Start of Records

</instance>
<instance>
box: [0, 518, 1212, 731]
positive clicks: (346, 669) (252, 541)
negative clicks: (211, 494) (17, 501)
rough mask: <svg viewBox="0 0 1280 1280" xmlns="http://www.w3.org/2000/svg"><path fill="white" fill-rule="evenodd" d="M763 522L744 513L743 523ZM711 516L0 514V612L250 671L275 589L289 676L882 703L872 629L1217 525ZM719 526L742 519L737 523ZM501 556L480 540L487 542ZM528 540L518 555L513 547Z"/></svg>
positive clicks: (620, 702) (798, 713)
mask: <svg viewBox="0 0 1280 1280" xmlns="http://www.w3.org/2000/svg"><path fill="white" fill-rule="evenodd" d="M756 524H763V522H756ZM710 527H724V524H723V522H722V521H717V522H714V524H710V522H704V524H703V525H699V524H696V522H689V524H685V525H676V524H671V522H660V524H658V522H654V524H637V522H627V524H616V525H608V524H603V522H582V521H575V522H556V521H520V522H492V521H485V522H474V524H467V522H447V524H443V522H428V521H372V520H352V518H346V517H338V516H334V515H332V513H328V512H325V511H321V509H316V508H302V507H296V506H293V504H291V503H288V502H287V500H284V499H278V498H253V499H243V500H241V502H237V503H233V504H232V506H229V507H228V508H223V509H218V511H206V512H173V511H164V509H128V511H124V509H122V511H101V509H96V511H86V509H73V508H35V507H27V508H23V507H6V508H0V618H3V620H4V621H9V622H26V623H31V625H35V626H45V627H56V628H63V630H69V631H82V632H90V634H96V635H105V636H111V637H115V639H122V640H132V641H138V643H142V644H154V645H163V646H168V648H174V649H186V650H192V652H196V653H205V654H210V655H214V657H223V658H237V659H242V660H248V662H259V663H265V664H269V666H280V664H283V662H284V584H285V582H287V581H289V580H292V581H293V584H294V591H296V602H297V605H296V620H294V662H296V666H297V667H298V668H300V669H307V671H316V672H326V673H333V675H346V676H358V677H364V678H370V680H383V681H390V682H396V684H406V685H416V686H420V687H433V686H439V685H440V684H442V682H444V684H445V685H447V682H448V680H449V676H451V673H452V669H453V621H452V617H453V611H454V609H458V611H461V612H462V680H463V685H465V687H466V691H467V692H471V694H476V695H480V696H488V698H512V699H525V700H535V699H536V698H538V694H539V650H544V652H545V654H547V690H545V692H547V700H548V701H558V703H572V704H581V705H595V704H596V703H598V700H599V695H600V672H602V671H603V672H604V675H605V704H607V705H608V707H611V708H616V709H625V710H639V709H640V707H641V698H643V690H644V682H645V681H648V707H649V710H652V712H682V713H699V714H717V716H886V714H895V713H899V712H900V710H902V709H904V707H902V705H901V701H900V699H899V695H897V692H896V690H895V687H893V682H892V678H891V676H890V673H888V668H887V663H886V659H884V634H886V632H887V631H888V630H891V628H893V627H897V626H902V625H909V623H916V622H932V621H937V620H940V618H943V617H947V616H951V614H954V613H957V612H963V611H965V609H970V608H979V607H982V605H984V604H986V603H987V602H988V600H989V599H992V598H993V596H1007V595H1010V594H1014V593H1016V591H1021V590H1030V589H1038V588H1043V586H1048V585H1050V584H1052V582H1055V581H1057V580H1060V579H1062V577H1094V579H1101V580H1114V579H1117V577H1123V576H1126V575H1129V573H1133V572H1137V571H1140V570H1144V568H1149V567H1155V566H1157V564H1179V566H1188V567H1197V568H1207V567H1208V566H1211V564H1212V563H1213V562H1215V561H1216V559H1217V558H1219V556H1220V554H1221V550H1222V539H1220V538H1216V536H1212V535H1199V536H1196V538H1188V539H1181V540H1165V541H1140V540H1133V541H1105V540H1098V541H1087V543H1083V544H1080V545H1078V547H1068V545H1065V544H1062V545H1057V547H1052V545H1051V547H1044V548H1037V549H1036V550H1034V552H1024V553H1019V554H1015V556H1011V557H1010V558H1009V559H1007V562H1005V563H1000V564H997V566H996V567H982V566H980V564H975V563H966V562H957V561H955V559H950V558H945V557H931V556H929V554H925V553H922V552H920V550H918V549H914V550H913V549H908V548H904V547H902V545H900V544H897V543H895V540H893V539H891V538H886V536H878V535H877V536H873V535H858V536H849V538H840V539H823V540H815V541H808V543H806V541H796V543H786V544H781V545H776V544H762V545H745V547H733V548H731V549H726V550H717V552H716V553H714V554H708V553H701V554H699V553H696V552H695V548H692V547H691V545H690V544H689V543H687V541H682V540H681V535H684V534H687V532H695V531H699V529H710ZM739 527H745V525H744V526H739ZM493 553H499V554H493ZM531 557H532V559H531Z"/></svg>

End of Records

Problem ->
Rewrite the entries above so that every "rough mask" becomes "coarse mask", with nothing else altered.

Worked solution ->
</instance>
<instance>
box: [0, 518, 1212, 731]
positive clicks: (346, 669) (252, 541)
negative clicks: (211, 494) (17, 501)
coarse mask: <svg viewBox="0 0 1280 1280" xmlns="http://www.w3.org/2000/svg"><path fill="white" fill-rule="evenodd" d="M763 522L744 513L743 523ZM711 516L0 514V612L250 671L275 589L289 676L882 703L872 629L1217 525ZM719 526L742 519L737 523ZM501 556L480 540L487 542ZM528 540L518 555L513 547Z"/></svg>
positive clicks: (620, 702) (798, 713)
mask: <svg viewBox="0 0 1280 1280" xmlns="http://www.w3.org/2000/svg"><path fill="white" fill-rule="evenodd" d="M756 524H763V522H756ZM710 527H724V524H723V522H722V521H717V522H714V524H710V522H704V524H703V525H699V524H696V522H689V524H685V525H676V524H671V522H660V524H658V522H654V524H637V522H627V524H616V525H608V524H603V522H582V521H575V522H556V521H520V522H492V521H485V522H474V524H467V522H447V524H443V522H428V521H372V520H352V518H346V517H338V516H334V515H332V513H328V512H325V511H321V509H316V508H302V507H296V506H293V504H291V503H288V502H287V500H284V499H278V498H253V499H243V500H241V502H237V503H233V504H232V506H229V507H228V508H223V509H218V511H206V512H173V511H164V509H128V511H124V509H122V511H101V509H96V511H86V509H73V508H35V507H27V508H23V507H6V508H0V618H3V620H4V621H9V622H26V623H31V625H35V626H45V627H56V628H63V630H69V631H82V632H90V634H96V635H105V636H111V637H115V639H122V640H132V641H138V643H142V644H154V645H163V646H168V648H174V649H186V650H192V652H196V653H205V654H210V655H214V657H223V658H237V659H242V660H248V662H259V663H265V664H269V666H280V664H283V662H284V584H285V582H287V581H289V580H292V581H293V584H294V591H296V602H297V605H296V620H294V662H296V666H297V667H298V668H300V669H307V671H316V672H326V673H333V675H346V676H358V677H364V678H370V680H383V681H390V682H396V684H406V685H416V686H420V687H433V686H439V685H440V684H442V682H444V684H445V685H447V682H448V680H449V676H451V673H452V669H453V621H452V617H453V611H454V609H458V611H461V612H462V680H463V685H465V687H466V691H467V692H471V694H476V695H480V696H488V698H512V699H525V700H535V699H536V698H538V694H539V650H544V652H545V654H547V690H545V692H547V700H548V701H558V703H572V704H581V705H595V704H596V703H598V700H599V695H600V672H602V671H603V672H604V675H605V704H607V705H608V707H611V708H616V709H625V710H639V709H640V707H641V698H643V690H644V682H645V681H648V707H649V710H652V712H682V713H699V714H717V716H886V714H895V713H899V712H900V710H902V709H904V707H902V705H901V701H900V699H899V695H897V692H896V690H895V687H893V682H892V678H891V676H890V673H888V668H887V663H886V659H884V634H886V632H887V631H888V630H891V628H893V627H897V626H902V625H909V623H916V622H932V621H937V620H940V618H943V617H947V616H951V614H954V613H957V612H963V611H965V609H970V608H979V607H982V605H984V604H986V603H987V602H988V600H989V599H992V598H993V596H1007V595H1010V594H1014V593H1016V591H1021V590H1030V589H1038V588H1043V586H1048V585H1050V584H1052V582H1055V581H1057V580H1060V579H1062V577H1094V579H1101V580H1114V579H1117V577H1123V576H1126V575H1129V573H1133V572H1137V571H1140V570H1144V568H1149V567H1155V566H1157V564H1179V566H1188V567H1197V568H1207V567H1208V566H1211V564H1212V563H1213V562H1215V561H1216V559H1217V558H1219V556H1220V554H1221V550H1222V539H1220V538H1216V536H1212V535H1199V536H1196V538H1188V539H1181V540H1165V541H1140V540H1133V541H1105V540H1098V541H1087V543H1083V544H1080V545H1078V547H1068V545H1065V544H1062V545H1057V547H1052V545H1051V547H1044V548H1037V549H1036V550H1034V552H1024V553H1019V554H1015V556H1011V557H1010V558H1009V559H1007V562H1005V563H1000V564H997V566H996V567H982V566H980V564H975V563H966V562H957V561H955V559H950V558H945V557H931V556H929V554H925V553H922V552H920V550H918V549H914V550H913V549H908V548H904V547H902V545H900V544H897V543H895V540H893V539H891V538H886V536H878V535H877V536H873V535H858V536H849V538H840V539H823V540H815V541H808V543H806V541H796V543H786V544H781V545H776V544H762V545H745V547H733V548H731V549H726V550H717V552H716V553H714V554H708V553H701V554H699V553H696V552H695V548H692V547H691V545H690V544H689V543H687V541H682V540H681V535H684V534H687V532H695V531H699V529H710ZM739 527H745V525H744V526H739ZM493 553H499V554H493ZM531 557H532V559H531Z"/></svg>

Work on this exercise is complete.